**Task:** The expected output is every entry, repeated word for word.

**Stored items from a collection:**
──────────────────────────────

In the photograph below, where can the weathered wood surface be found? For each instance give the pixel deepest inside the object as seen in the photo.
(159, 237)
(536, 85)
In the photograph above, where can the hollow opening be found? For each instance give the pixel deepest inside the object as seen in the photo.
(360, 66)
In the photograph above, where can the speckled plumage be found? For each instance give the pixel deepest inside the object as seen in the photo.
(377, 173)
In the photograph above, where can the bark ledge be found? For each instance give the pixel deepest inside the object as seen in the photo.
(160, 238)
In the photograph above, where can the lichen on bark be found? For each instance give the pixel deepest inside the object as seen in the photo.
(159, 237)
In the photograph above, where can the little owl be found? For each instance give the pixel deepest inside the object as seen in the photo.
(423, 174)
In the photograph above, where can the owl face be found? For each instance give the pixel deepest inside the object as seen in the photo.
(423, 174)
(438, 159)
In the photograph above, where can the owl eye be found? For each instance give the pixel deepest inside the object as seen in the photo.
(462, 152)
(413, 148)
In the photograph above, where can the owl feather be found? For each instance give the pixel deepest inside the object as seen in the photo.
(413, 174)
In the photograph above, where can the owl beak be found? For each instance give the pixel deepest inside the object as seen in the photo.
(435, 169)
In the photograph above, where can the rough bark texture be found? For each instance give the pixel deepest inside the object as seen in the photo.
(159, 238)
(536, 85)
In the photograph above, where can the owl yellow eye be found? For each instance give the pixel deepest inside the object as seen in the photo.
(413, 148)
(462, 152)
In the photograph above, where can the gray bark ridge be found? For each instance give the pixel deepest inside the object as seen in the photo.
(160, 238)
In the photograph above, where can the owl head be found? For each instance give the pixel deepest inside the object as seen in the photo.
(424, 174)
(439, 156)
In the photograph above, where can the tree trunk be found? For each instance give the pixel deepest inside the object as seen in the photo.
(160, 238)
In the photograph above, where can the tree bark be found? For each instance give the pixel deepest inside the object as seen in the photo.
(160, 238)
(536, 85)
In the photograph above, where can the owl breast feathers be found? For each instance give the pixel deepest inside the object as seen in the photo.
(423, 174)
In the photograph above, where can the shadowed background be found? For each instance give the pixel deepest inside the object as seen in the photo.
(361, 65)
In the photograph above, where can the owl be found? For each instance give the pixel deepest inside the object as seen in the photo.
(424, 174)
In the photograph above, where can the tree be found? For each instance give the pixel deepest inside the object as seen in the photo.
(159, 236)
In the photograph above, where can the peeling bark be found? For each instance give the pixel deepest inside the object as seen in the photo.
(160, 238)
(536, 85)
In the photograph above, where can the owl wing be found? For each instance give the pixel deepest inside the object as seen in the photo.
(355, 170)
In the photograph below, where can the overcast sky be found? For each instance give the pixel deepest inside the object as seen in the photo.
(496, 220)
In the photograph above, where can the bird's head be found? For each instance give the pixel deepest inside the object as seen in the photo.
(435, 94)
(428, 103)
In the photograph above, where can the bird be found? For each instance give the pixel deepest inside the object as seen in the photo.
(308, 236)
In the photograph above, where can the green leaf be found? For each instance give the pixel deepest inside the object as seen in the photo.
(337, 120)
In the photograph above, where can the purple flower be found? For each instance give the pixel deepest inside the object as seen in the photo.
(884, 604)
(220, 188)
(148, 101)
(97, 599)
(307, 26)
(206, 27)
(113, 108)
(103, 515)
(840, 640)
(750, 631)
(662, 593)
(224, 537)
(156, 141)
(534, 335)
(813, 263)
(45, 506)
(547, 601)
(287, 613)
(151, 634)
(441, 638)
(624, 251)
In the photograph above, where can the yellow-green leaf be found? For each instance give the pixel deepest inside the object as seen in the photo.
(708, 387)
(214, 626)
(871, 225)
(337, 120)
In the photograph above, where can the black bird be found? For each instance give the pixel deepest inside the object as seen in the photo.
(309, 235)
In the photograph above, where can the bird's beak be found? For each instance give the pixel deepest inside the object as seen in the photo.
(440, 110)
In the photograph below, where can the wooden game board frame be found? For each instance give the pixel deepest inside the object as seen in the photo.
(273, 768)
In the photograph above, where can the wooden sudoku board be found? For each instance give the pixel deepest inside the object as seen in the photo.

──────────────────────────────

**Result of this task:**
In the photograph below, where can the weathered wood surface be found? For each instance give the pixel deepest inside the object as seen in the photo.
(159, 237)
(536, 85)
In the photograph above, where can the hollow opening be found? For each instance give the pixel deepest inside the object as seen in the photo.
(360, 66)
In the photograph above, where can the speckled plumage be found? For each instance give the pixel deepest inside the object as seen in the photo.
(377, 173)
In the photograph above, where can the bark ledge be found? For each instance give the pixel deepest inside the object as seen in the photo.
(160, 238)
In the photograph above, where can the lichen on bark be found? For each instance give the pixel deepest inside the object as seen in the photo.
(159, 237)
In the photograph above, where can the little owl be found? For each instance give the pixel deepest inside the object as seen in the photo.
(423, 174)
In the photograph above, where can the owl face be found? For each instance give the pixel deepest inside the object as seen in the photo.
(423, 174)
(438, 159)
In the photograph above, where can the owl eye be found? For each instance give the pixel deepest inside the object as seen in the photo.
(462, 152)
(413, 148)
In the photograph above, where can the owl feather be found? For each instance give the pixel deepest inside the object as seen in the photo.
(413, 174)
In the photograph above, where can the owl beak be found? For each instance give the pixel deepest inside the object as seen in the photo.
(435, 169)
In the photograph above, where can the rough bark texture be found? For each instance give the pixel deepest inside the object as seen in the photo.
(159, 238)
(536, 85)
In the photograph above, where can the owl yellow eye be found? For each instance give the pixel deepest inside the object as seen in the photo.
(413, 148)
(462, 152)
In the photograph above, where can the gray bark ridge be found? For each instance give the pixel deepest inside the object as seen in the photo.
(160, 238)
In the photograph above, where can the owl head be found? For each instance give the pixel deepest inside the object as seen in the photo.
(424, 174)
(439, 156)
In the photograph above, where can the tree trunk be found? For each instance give the pixel deepest inside the object as seen in the photo.
(160, 238)
In the photograph above, where can the tree bark be found? For each instance give the pixel deepest inside the object as seen in the photo.
(160, 238)
(536, 85)
In the photograph above, where can the owl breast feathers be found? For each instance give the pixel deepest inside the object as seen in the photo.
(423, 174)
In the photograph above, where can the shadowed background be found? For each instance give the pixel deepest inside the object as seen in the photo.
(361, 65)
In the photograph above, where can the owl be found? For each instance give the pixel deepest inside the object as seen in the photo.
(424, 174)
In the photograph above, where can the tree be found? For each instance give the pixel deepest inside the object as seen in the photo.
(159, 236)
In the photograph above, where can the peeling bark be found? For each instance give the pixel deepest inside the object as seen in the photo.
(160, 238)
(536, 85)
In the photograph above, where can the owl wing be found? For each instance give the pixel deepest inside the object as seen in the photo.
(355, 170)
In the photograph below, where can the overcast sky be found? For each instance give the pixel deepest inside the object as seen in the photo.
(496, 220)
In the photograph above, where can the bird's head be found? For each instance give the pixel deepest inside the object as seen in the photo.
(435, 94)
(428, 103)
In the photograph above, where can the bird be found? For each instance give the pixel deepest inside the object as seen in the photo.
(308, 236)
In the photograph above, where can the green leaf be found? For each instance give the pixel deepest inside the object as seen in the photo.
(337, 120)
In the photograph above, where can the purple flower be found? For each instance give the pixel deepest inside the object as seen in the photo.
(884, 604)
(220, 188)
(148, 101)
(97, 599)
(307, 26)
(206, 27)
(113, 108)
(103, 515)
(840, 640)
(750, 631)
(662, 593)
(224, 537)
(156, 141)
(534, 335)
(813, 263)
(45, 506)
(547, 601)
(287, 613)
(151, 634)
(441, 638)
(624, 251)
In the photograph above, where can the yellow-green leaf be found? For each instance give the pixel deepest inside the object as seen in the photo.
(708, 387)
(214, 626)
(871, 225)
(337, 120)
In the photograph above, where can the black bird be found? For each instance give the pixel deepest inside the object as seen in the photo.
(309, 235)
In the photograph above, where can the bird's beak be found? For each instance give the pixel deepest inside the object as seen in the photo.
(440, 110)
In the photograph below, where can the wooden game board frame be found? For each instance give the pixel deepest inside the object as seen in the photo.
(273, 768)
In the photograph above, where can the wooden sudoku board be found? For each instance give the pixel deepest inside the object as seen in the photo.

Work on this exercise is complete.